** Opening EXCERPT block **

Your doctor will also inform you regarding when you should be using your oxygen prescription. Some people only need oxygen while walking or exercising. Others may need to use oxygen even at rest. Therefore, it is important to ask when you should be using your oxygen.
4. How Long Do I Need to Use Supplemental Oxygen?
Just because you are prescribed supplemental oxygen does not necessarily mean you will be using it for a long time. Some people may only have a limited prescription until the condition they are facing subsides. Others have a more chronic issue that may require long-term supplemental oxygen. Ask your doctor what the expected timeline is so you can prepare.
5. What Should I Do If I Feel Great and Do Not Think I Need Supplemental Oxygen Anymore?
Just like any other medication, it is essential to keep using it until you have spoken to your doctor about the change in your condition. It might be the case that your doctor will let you know you can stop early, but there might be risks if you stop yourself. It is always best to continue your treatment plan as ordered until you have asked your doctor.
6. Is There Anything I Should Avoid While I Am Prescribed with Oxygen?
Unlike most medications, there are not many risks to using oxygen with other medicines. However, you should always avoid smoking and any fire while using oxygen because of its role in creating fire. Your doctor may have additional guidelines, so be sure to ask about this also.
7. Is There Any Risk to Using Oxygen?
Aside from the fire risk, using extremely high levels of oxygen is also a risk, although this level is rarely seen outside of a hospital or ambulance. That said, using even slightly higher levels of oxygen over time can cause damage to the lungs and also alter the drive to breathe in patients with COPD. Therefore, it is important to clarify these and other potential risks regarding your oxygen prescription with your doctor.
8. Will I Be Able to Travel With Oxygen?
The quick answer to this question is yes; however, your doctor will be able to provide specific instructions regarding your oxygen needs, whether you are traveling by air, water, or land. Your ability to travel safely depends a lot on the severity of your disease, which your doctor will be able to discern through adequate testing.
9. What Should I Do If My Oxygen Tank Runs Out Unexpectedly?

** Closing EXCERPT block **

**TASK TO CARRY OUT**: List the six numbered questions that serve as headings in the excerpt on supplemental oxygen.

** Opening GIVEN INFORMATION block **

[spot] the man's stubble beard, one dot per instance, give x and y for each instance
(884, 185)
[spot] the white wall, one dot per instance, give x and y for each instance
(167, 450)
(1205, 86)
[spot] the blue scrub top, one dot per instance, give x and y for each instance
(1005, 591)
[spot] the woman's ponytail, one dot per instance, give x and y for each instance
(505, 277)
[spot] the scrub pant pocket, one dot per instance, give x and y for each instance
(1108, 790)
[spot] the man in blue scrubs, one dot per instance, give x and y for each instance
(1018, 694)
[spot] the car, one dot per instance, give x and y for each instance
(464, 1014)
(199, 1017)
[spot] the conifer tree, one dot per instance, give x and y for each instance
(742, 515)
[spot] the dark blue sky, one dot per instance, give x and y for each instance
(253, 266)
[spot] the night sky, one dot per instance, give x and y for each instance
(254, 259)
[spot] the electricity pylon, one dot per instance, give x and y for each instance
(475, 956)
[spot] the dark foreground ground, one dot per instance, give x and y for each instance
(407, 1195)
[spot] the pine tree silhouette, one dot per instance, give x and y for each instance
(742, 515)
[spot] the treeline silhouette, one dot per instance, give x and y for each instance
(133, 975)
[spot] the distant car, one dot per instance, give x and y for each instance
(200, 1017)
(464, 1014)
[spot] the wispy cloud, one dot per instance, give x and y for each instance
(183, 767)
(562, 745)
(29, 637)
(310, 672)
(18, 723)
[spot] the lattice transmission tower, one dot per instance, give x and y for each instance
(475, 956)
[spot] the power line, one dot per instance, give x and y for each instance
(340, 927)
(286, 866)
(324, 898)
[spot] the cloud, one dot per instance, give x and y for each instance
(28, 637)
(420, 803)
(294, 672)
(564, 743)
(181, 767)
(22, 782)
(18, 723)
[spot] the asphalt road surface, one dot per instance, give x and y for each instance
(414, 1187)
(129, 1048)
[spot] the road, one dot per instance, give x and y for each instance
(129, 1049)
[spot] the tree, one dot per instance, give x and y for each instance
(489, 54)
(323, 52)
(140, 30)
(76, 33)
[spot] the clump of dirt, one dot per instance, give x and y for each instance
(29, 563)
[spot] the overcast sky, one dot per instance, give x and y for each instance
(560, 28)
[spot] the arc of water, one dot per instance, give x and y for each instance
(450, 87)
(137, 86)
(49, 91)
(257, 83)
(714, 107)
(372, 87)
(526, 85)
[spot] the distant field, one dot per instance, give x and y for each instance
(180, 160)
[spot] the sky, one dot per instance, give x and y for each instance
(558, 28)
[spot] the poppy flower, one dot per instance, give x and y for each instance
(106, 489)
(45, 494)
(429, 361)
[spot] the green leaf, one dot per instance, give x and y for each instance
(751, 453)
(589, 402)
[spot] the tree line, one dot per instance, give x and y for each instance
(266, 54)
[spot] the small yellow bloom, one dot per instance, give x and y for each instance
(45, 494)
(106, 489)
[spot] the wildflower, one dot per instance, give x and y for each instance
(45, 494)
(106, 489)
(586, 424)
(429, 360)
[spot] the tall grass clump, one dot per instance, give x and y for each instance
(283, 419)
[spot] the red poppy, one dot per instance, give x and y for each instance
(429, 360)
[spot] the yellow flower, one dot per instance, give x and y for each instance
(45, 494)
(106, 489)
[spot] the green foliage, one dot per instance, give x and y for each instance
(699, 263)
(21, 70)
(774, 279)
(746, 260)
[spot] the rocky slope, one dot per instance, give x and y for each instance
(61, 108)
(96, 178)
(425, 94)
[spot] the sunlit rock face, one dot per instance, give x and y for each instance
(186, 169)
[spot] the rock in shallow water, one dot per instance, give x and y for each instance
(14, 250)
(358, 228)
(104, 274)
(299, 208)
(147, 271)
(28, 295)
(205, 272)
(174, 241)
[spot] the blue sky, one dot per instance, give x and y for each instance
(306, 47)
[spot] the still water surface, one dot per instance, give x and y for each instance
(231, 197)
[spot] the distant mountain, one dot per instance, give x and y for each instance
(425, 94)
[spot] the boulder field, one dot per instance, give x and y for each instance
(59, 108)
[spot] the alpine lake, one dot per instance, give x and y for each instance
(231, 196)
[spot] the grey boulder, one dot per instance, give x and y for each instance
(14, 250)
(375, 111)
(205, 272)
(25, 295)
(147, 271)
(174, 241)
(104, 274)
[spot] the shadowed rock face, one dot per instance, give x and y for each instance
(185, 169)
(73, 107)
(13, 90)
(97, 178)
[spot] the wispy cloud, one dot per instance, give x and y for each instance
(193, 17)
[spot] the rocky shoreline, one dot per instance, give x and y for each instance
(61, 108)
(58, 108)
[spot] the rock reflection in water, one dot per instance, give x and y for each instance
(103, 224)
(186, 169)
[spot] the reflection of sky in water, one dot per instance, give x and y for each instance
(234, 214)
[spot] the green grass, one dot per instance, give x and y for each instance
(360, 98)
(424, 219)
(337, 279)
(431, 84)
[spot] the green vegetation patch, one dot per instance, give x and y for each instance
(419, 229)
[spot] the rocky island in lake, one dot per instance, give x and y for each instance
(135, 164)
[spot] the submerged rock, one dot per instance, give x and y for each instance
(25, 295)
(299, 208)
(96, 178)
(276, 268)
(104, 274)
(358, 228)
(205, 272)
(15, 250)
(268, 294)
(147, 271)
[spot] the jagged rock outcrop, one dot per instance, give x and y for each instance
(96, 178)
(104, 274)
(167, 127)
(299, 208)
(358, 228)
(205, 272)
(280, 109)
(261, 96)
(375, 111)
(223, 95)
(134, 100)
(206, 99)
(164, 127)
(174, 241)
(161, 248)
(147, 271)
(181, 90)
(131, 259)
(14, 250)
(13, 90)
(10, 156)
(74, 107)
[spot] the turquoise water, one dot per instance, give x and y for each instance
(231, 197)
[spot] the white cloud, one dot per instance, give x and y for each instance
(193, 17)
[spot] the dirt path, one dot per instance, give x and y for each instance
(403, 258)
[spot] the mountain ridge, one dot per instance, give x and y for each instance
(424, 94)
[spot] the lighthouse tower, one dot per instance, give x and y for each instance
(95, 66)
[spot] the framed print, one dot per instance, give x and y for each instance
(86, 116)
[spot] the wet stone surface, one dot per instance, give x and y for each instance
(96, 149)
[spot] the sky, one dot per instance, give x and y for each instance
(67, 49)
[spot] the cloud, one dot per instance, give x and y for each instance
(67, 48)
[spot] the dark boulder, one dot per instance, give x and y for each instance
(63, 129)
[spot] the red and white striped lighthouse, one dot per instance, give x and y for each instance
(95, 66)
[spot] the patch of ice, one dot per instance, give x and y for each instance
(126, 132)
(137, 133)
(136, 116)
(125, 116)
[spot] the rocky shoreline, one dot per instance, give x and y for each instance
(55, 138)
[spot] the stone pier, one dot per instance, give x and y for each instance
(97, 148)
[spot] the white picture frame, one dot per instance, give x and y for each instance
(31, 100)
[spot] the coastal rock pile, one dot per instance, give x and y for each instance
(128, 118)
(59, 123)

** Closing GIVEN INFORMATION block **

**EXERCISE OUTPUT**:
4. How Long Do I Need to Use Supplemental Oxygen?
5. What Should I Do If I Feel Great and Do Not Think I Need Supplemental Oxygen Anymore?
6. Is There Anything I Should Avoid While I Am Prescribed with Oxygen?
7. Is There Any Risk to Using Oxygen?
8. Will I Be Able to Travel With Oxygen?
9. What Should I Do If My Oxygen Tank Runs Out Unexpectedly?